### Your goal
Reproduce the entries in full and exactly. Pictures stay out.

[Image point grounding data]
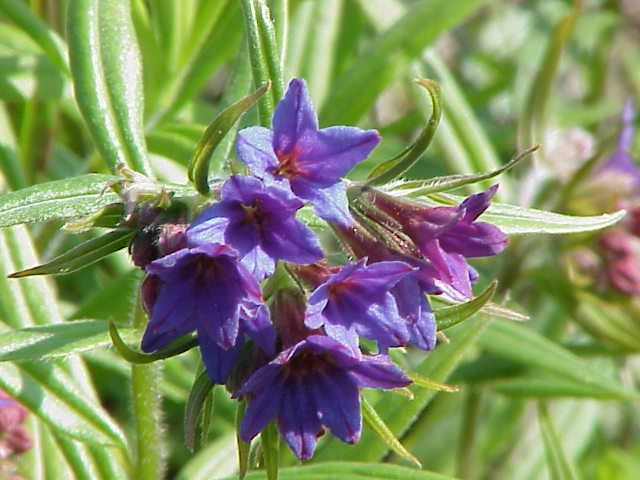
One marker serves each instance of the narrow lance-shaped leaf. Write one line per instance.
(350, 471)
(263, 52)
(49, 392)
(449, 182)
(213, 135)
(21, 15)
(202, 387)
(530, 129)
(402, 162)
(83, 255)
(449, 316)
(560, 467)
(174, 348)
(529, 348)
(515, 220)
(58, 340)
(68, 198)
(376, 423)
(107, 77)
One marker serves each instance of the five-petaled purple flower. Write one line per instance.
(447, 236)
(314, 383)
(205, 288)
(258, 221)
(357, 300)
(312, 160)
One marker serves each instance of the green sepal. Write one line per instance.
(213, 135)
(200, 391)
(396, 166)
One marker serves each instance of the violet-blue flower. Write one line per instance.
(314, 383)
(447, 236)
(258, 221)
(357, 301)
(312, 160)
(205, 288)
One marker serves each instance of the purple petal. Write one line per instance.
(292, 241)
(294, 116)
(329, 201)
(255, 319)
(476, 204)
(218, 361)
(328, 154)
(377, 371)
(255, 149)
(338, 400)
(478, 239)
(261, 410)
(259, 262)
(298, 419)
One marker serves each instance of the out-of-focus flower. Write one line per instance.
(14, 437)
(313, 161)
(205, 288)
(312, 384)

### Result below
One marker serves each instance of the narrow lance-shaped leaf. Write one line per instance.
(350, 471)
(263, 52)
(49, 392)
(449, 182)
(213, 135)
(21, 15)
(202, 387)
(530, 129)
(402, 162)
(83, 255)
(449, 316)
(560, 467)
(174, 348)
(529, 348)
(515, 220)
(58, 340)
(68, 198)
(376, 423)
(107, 77)
One marker serves each instance of the five-petaled purple flower. Write one line per instance.
(447, 236)
(314, 383)
(205, 288)
(258, 221)
(357, 300)
(312, 160)
One marker serves each instance of the green sepal. Write one line per instance.
(213, 135)
(200, 391)
(396, 166)
One marker serves each instance of the violet-blue flower. Write one line per instance.
(314, 383)
(447, 236)
(258, 221)
(357, 301)
(312, 160)
(205, 288)
One marker serves each instance of the purple petal. Write one line per instance.
(292, 241)
(294, 116)
(329, 201)
(255, 319)
(476, 204)
(218, 361)
(328, 154)
(377, 371)
(255, 149)
(338, 400)
(478, 239)
(261, 410)
(259, 262)
(298, 419)
One marker serves each instance of the out-of-focus flower. Write one line per instance.
(14, 437)
(313, 161)
(205, 288)
(312, 384)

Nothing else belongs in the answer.